Copy the listing below line for line, with no change to any character, spacing or line break.

-- Start Data to process --

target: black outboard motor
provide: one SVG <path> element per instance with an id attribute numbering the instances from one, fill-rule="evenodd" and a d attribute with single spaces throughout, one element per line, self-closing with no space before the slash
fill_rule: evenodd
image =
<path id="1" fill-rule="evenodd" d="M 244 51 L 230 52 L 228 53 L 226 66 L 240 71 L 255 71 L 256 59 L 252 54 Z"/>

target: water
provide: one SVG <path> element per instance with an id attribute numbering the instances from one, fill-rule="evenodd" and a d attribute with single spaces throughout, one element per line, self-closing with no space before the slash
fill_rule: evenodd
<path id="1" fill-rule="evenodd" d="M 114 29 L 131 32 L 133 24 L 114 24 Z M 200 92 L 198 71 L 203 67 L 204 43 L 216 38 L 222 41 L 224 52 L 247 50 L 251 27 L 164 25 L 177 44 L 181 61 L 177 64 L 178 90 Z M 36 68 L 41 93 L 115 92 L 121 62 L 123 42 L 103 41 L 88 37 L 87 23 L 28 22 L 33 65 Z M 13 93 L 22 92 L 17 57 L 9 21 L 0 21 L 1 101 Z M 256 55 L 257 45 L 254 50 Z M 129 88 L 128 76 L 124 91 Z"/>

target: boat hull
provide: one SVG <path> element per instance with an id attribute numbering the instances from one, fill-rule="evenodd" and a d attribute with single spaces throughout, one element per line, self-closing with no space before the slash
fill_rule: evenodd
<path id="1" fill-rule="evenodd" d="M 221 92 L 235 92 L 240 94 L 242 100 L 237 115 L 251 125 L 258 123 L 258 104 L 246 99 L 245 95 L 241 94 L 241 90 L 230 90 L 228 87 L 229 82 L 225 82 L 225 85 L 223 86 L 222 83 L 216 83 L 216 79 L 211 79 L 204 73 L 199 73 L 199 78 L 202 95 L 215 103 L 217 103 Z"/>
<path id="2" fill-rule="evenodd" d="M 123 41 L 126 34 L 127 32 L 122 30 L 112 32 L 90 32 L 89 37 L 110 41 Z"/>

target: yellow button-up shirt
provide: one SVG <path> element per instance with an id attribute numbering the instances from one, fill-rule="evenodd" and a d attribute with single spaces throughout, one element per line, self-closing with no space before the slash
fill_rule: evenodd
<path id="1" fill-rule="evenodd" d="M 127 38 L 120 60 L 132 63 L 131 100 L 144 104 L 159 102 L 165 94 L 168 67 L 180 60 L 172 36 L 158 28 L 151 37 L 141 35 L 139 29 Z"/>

-- End Data to process --

*Answer for this exercise*.
target: black outboard motor
provide: one SVG <path> element per instance with an id attribute numbering the instances from one, fill-rule="evenodd" and a d attribute with single spaces throughout, one element per line, self-closing with no space before the slash
fill_rule: evenodd
image =
<path id="1" fill-rule="evenodd" d="M 244 51 L 230 52 L 228 53 L 226 66 L 240 71 L 255 71 L 256 59 L 252 54 Z"/>

target: water
provide: one SVG <path> element per instance with an id attribute numbering the instances from one, fill-rule="evenodd" and a d attribute with single spaces throughout, one element per line, self-closing with no space before the slash
fill_rule: evenodd
<path id="1" fill-rule="evenodd" d="M 114 29 L 131 32 L 133 24 L 114 24 Z M 200 92 L 198 71 L 203 67 L 204 43 L 216 38 L 222 41 L 224 52 L 247 50 L 251 27 L 164 25 L 177 44 L 181 61 L 177 64 L 178 90 Z M 36 68 L 41 93 L 115 92 L 121 62 L 123 42 L 103 41 L 88 37 L 87 23 L 28 22 L 33 65 Z M 13 93 L 22 92 L 17 57 L 9 21 L 0 21 L 1 101 Z M 256 55 L 257 45 L 254 50 Z M 129 88 L 128 76 L 124 91 Z"/>

target: boat hull
provide: one SVG <path> element per instance with an id attribute numbering the instances from one, fill-rule="evenodd" and a d attribute with single spaces throughout, one element per line, self-closing with no space before the slash
fill_rule: evenodd
<path id="1" fill-rule="evenodd" d="M 221 92 L 235 92 L 240 94 L 242 100 L 237 115 L 251 125 L 258 123 L 258 104 L 246 99 L 245 95 L 241 94 L 241 90 L 230 90 L 228 87 L 229 82 L 225 82 L 225 85 L 223 86 L 222 83 L 216 83 L 216 79 L 211 79 L 204 73 L 199 73 L 199 78 L 202 95 L 215 103 L 217 103 Z"/>
<path id="2" fill-rule="evenodd" d="M 123 41 L 126 34 L 127 32 L 122 30 L 112 32 L 90 32 L 89 37 L 110 41 Z"/>

target: yellow button-up shirt
provide: one SVG <path> element per instance with an id attribute numbering the instances from one, fill-rule="evenodd" and a d attribute with single spaces throughout, one element per line, self-closing with no space before the slash
fill_rule: evenodd
<path id="1" fill-rule="evenodd" d="M 127 38 L 120 60 L 132 63 L 131 100 L 144 104 L 159 102 L 165 94 L 168 67 L 180 60 L 172 36 L 158 28 L 151 37 L 141 35 L 139 29 Z"/>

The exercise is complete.